**Work instructions**
**1.** According to the USC football column, in what year did the Trojans last win a conference football title?
**2.** Continue the column about USC football and Clay Helton from the point where it ends.
+++ Text passage +++
The Obvious question: Does legendary television soothsayer Carnac the Magnificent (AKA Johnny Carson/photo above) agree with USC athletic director Mike Bohn’s final assessment of the 2020 USC football season when the Trojans AD told the Los Angeles Times this week, “If you look at the progress we made and the adjustments we collectively worked on, I can’t think of one area where we didn’t improve”?

The Not So Obvious answer: Carnac might have responded to Bohn’s “I can’t think of one area where we didn’t improve” with “Uh, Mike, how about not winning a Pac-12 championship and may the ghost of John McKay visit you nightly.” Aside from Carnac’s snarky comment, if winning championships is thee agreed upon main improvement by Mike Bohn and head coach Clay Helton, the stark reality is that the Trojans haven’t won a conference football title since 2017, and doesn’t that make it three seasons in a row without hoisting the hardware?

The Obvious question: Do you foresee Clay Helton still being the USC coach after the 2021 season?

The Not So Obvious answer: Look, if Gentleman Clay wins the Pac-12 next season, he’ll remain and should be the coach – period. However, if he doesn’t win the Pac-12 South Division or losses in the Pac-12 title game, he won’t be or shouldn’t be. If Helton’s 2021 team doesn’t win the conference title, that will make it four consecutive seasons without a championship. I don’t think a USC coach, even with the amazingly good fortune of a Clay Helton, can survive four consecutive seasons without a conference title at USC unless there is a deemphasis in the goals and objectives of the Trojans football program.

The Obvious question: Has USC athletic director Mike Bohn made Clay Helton aware of the expectations, and can Bohn reassure Trojans fans that he, too, understands those high expectations?

The Not So Obvious answer: The initial answer would be yes, according to an earlier Times interview with Bohn, who said, “From Day One, I have had candid and honest and progressive conversations with Clay about the program, and we’ll continue to do that together and continue to make progress. My expectations continue to be high, driven by our incredible history and tradition and high intensity of interest in our program from our donors and fans.”
+++ Data section +++
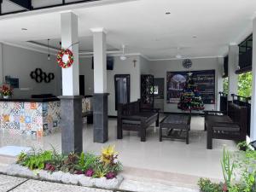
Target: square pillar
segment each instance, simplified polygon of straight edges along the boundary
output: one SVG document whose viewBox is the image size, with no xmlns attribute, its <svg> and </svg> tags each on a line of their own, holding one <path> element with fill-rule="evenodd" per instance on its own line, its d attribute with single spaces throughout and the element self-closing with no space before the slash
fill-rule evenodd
+++
**Responses to the tasks**
**1.** 2017

**2.**
Trojans athletic director Mike Bohn (photo above) recently told the Los Angeles Times he fully understands “our incredible history and tradition and high intensity of interest in our program from our donors and fans.”

The Obvious question: What effect will the hiring of new USC’s Director of Football Sport Performance Robert Stiner have on the football program?

The Not So Obvious answer: Given the fact that Stiner will be the third strength coach in four years, I think enthusiasm should be somewhat tempered. That being said, Stiner will be in charge of football strength and conditioning and coming from a highly success Notre Dame football program, he should know what it takes to make and develop physical football players on both sides of the line of scrimmage.

The Trojans are hoping that new strength coach Robert Steiner from Notre Dame will increase the physical nature of the Cardinal and Gold, especially the offensive line. (Photo above of the USC offensive line by Jose/MarinMedia.org Pool for USC Athletics)

The Obvious question: With the hiring of Robert Stiner from Notre Dame, should we expect the Trojans offensive linemen to transform themselves into elite level Notre Dame offensive linemen?

The Not So Obvious answer: The Notre Dame offense is based on balance and physical play while the Trojans offense currently relies on the finesse of the Air Raid. Keep in mind, Stiner won’t be training Notre Dame level 5-star and 4-star offensive linemen since the Trojans are currently mostly a collection of 3-star recruits. It still gets down to core talent, and the Trojans need to recruit Notre Dame level linemen, as well. Defensively, I think Stiner will be able to work within a defense that is based on physical, aggressive play. And there is no denying that there is very good defensive talent coming to Troy.   

The Obvious question: When will we find out the physical status of Trojans quarterback Kedon Slovis?

The Not So Obvious answer: Ha, that’s a good one! If the O/NSO was a betting man – and I am not – I can foresee Clay Helton making a Slovis announcement a few days before the start of spring ball, which is scheduled to begin in early April. It won’t shock the O/NSO if Slovis doesn’t participate in spring ball and the focus turns to true freshmen quarterbacks Miller Moss and Jaxson Dart and perhaps the return of Matt Fink 

If Trojans All-Pac-12 quarterback Kedon Slovis is unable to participate in spring practice, all eyes will turn to returning quarterback Matt Fink and true freshmen Miller Moss (photo above) and Jaxson Dart.

The Obvious question: Who will be the big name come the early February recruiting signing period?

The Not So Obvious answer: No question about it, the big fish is Santa Ana (Calif.) Mater Dei linebacker Raesjon Davis, and unless there is a mass defensive coaching exodus – which there won’t be – the O/NSO will be shocked if Raesjon isn’t a Trojan. However, Raesjon recently listed his final five schools, which besides USC also includes Ohio State, LSU, Oregon and Vanderbilt. I’d keep an eye on the Buckeyes and the Ducks, although the Trojans do have need for a second freshman linebacker besides Julien Simon. There’s opportunity there for Raesjon and don’t forget that Korey Foreman is recruiting Raesjon intensely.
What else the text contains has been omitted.